#### Aim
Format every line of the data below as a Markdown table with the columns "Row" and "Text", numbering the rows and omitting blank lines.

Entries drawn from a collection:

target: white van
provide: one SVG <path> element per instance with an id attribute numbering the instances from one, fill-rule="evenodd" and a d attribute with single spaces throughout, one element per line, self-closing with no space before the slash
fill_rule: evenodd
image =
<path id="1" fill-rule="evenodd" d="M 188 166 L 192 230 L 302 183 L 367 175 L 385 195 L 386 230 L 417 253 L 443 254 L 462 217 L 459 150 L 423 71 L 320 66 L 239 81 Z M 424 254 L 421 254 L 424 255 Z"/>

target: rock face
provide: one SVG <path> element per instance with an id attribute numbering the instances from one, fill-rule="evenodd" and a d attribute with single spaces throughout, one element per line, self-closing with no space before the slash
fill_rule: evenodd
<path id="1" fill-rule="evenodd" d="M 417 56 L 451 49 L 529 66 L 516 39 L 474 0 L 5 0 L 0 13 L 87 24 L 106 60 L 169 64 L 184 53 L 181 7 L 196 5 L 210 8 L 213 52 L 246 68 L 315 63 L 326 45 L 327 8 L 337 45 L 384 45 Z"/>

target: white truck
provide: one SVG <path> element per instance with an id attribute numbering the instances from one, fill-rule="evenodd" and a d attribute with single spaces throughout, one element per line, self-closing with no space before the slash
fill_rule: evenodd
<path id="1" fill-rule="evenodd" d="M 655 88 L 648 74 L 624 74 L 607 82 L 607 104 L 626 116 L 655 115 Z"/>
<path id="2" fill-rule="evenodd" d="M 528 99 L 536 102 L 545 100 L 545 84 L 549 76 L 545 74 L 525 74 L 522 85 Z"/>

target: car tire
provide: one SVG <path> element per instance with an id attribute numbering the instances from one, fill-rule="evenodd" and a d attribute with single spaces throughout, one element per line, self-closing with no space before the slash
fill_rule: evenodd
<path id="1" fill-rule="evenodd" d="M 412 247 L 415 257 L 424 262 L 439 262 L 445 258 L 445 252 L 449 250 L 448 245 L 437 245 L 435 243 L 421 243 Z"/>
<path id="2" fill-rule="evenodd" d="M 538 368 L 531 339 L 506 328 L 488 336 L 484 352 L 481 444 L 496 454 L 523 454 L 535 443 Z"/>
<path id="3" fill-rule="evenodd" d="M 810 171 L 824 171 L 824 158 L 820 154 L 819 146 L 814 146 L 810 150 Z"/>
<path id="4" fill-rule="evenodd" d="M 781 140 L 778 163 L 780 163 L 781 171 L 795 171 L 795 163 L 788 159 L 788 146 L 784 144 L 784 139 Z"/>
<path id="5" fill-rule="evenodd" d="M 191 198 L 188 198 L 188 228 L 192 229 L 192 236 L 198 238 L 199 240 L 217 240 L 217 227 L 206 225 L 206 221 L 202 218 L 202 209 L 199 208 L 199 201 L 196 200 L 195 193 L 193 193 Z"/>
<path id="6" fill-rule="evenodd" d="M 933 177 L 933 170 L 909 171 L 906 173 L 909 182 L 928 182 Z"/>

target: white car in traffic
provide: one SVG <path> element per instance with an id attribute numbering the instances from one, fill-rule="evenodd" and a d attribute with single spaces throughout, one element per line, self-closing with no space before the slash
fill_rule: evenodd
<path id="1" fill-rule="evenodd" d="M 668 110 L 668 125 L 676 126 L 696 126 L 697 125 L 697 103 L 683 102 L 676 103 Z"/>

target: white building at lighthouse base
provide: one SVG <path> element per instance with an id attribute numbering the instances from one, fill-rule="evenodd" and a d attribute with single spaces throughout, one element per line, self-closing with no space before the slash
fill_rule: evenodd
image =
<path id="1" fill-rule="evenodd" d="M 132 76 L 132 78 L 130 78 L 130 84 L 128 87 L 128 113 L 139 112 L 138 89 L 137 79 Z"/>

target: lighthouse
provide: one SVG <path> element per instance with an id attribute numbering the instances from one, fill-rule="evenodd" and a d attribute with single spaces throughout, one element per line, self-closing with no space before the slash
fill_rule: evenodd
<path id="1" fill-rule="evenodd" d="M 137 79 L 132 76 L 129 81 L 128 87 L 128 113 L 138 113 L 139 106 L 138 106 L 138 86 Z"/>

#### Full solution
| Row | Text |
|---|---|
| 1 | target: white van |
| 2 | provide: one SVG <path> element per instance with an id attribute numbering the instances from one, fill-rule="evenodd" and a d attribute with single spaces throughout, one element per line, self-closing with no space before the slash |
| 3 | fill_rule: evenodd |
| 4 | image = |
| 5 | <path id="1" fill-rule="evenodd" d="M 188 166 L 192 230 L 302 183 L 367 175 L 385 195 L 386 230 L 417 253 L 443 254 L 462 217 L 459 150 L 423 71 L 320 66 L 239 81 Z M 424 254 L 421 254 L 424 255 Z"/> |
| 6 | target: rock face |
| 7 | provide: one SVG <path> element per instance with an id attribute numbering the instances from one, fill-rule="evenodd" and a d attribute with single spaces throughout, one element per line, self-closing with no space before the slash |
| 8 | fill_rule: evenodd |
| 9 | <path id="1" fill-rule="evenodd" d="M 417 56 L 451 49 L 529 66 L 516 39 L 474 0 L 5 0 L 0 13 L 87 24 L 106 60 L 169 64 L 184 53 L 181 7 L 196 5 L 210 8 L 213 52 L 246 68 L 315 63 L 326 45 L 327 8 L 337 45 L 384 45 Z"/> |
| 10 | target: white truck |
| 11 | provide: one SVG <path> element per instance with an id attribute numbering the instances from one, fill-rule="evenodd" and a d attribute with single spaces throughout, one element per line, self-closing with no space before the slash |
| 12 | fill_rule: evenodd |
| 13 | <path id="1" fill-rule="evenodd" d="M 655 88 L 648 74 L 624 74 L 607 82 L 607 104 L 626 116 L 655 115 Z"/> |
| 14 | <path id="2" fill-rule="evenodd" d="M 528 99 L 536 102 L 545 100 L 545 84 L 549 76 L 545 74 L 525 74 L 522 85 Z"/> |
| 15 | target: car tire |
| 16 | provide: one SVG <path> element per instance with an id attribute numbering the instances from one, fill-rule="evenodd" and a d attribute with single spaces throughout, one element per line, self-closing with no space before the slash |
| 17 | fill_rule: evenodd |
| 18 | <path id="1" fill-rule="evenodd" d="M 412 247 L 415 257 L 424 262 L 439 262 L 445 258 L 445 252 L 449 250 L 448 245 L 437 245 L 435 243 L 421 243 Z"/> |
| 19 | <path id="2" fill-rule="evenodd" d="M 538 368 L 531 339 L 506 328 L 488 336 L 484 352 L 481 444 L 496 454 L 523 454 L 535 443 Z"/> |
| 20 | <path id="3" fill-rule="evenodd" d="M 810 171 L 824 171 L 824 158 L 820 154 L 819 146 L 814 146 L 810 150 Z"/> |
| 21 | <path id="4" fill-rule="evenodd" d="M 781 140 L 778 163 L 780 163 L 781 171 L 795 171 L 795 163 L 788 159 L 788 146 L 784 144 L 784 139 Z"/> |
| 22 | <path id="5" fill-rule="evenodd" d="M 191 198 L 188 198 L 188 228 L 192 229 L 192 236 L 198 238 L 199 240 L 217 240 L 217 227 L 206 225 L 206 221 L 202 218 L 202 209 L 199 208 L 199 201 L 196 200 L 195 193 L 193 193 Z"/> |
| 23 | <path id="6" fill-rule="evenodd" d="M 933 177 L 933 170 L 909 171 L 906 173 L 909 182 L 928 182 Z"/> |
| 24 | target: white car in traffic |
| 25 | provide: one SVG <path> element per instance with an id attribute numbering the instances from one, fill-rule="evenodd" and a d attribute with single spaces throughout, one element per line, self-closing with no space before the slash |
| 26 | fill_rule: evenodd |
| 27 | <path id="1" fill-rule="evenodd" d="M 668 110 L 668 125 L 676 126 L 696 126 L 697 125 L 697 103 L 683 102 L 676 103 Z"/> |
| 28 | target: white building at lighthouse base |
| 29 | provide: one SVG <path> element per instance with an id attribute numbering the instances from one, fill-rule="evenodd" and a d attribute with single spaces throughout, one element per line, self-closing with no space before the slash |
| 30 | fill_rule: evenodd |
| 31 | image = |
| 32 | <path id="1" fill-rule="evenodd" d="M 132 76 L 132 78 L 130 78 L 130 84 L 128 87 L 128 113 L 139 112 L 138 89 L 137 79 Z"/> |
| 33 | target: lighthouse |
| 34 | provide: one SVG <path> element per instance with an id attribute numbering the instances from one, fill-rule="evenodd" and a d attribute with single spaces throughout, one element per line, self-closing with no space before the slash |
| 35 | fill_rule: evenodd |
| 36 | <path id="1" fill-rule="evenodd" d="M 137 79 L 132 76 L 129 81 L 128 87 L 128 113 L 138 113 L 139 106 L 138 106 L 138 86 Z"/> |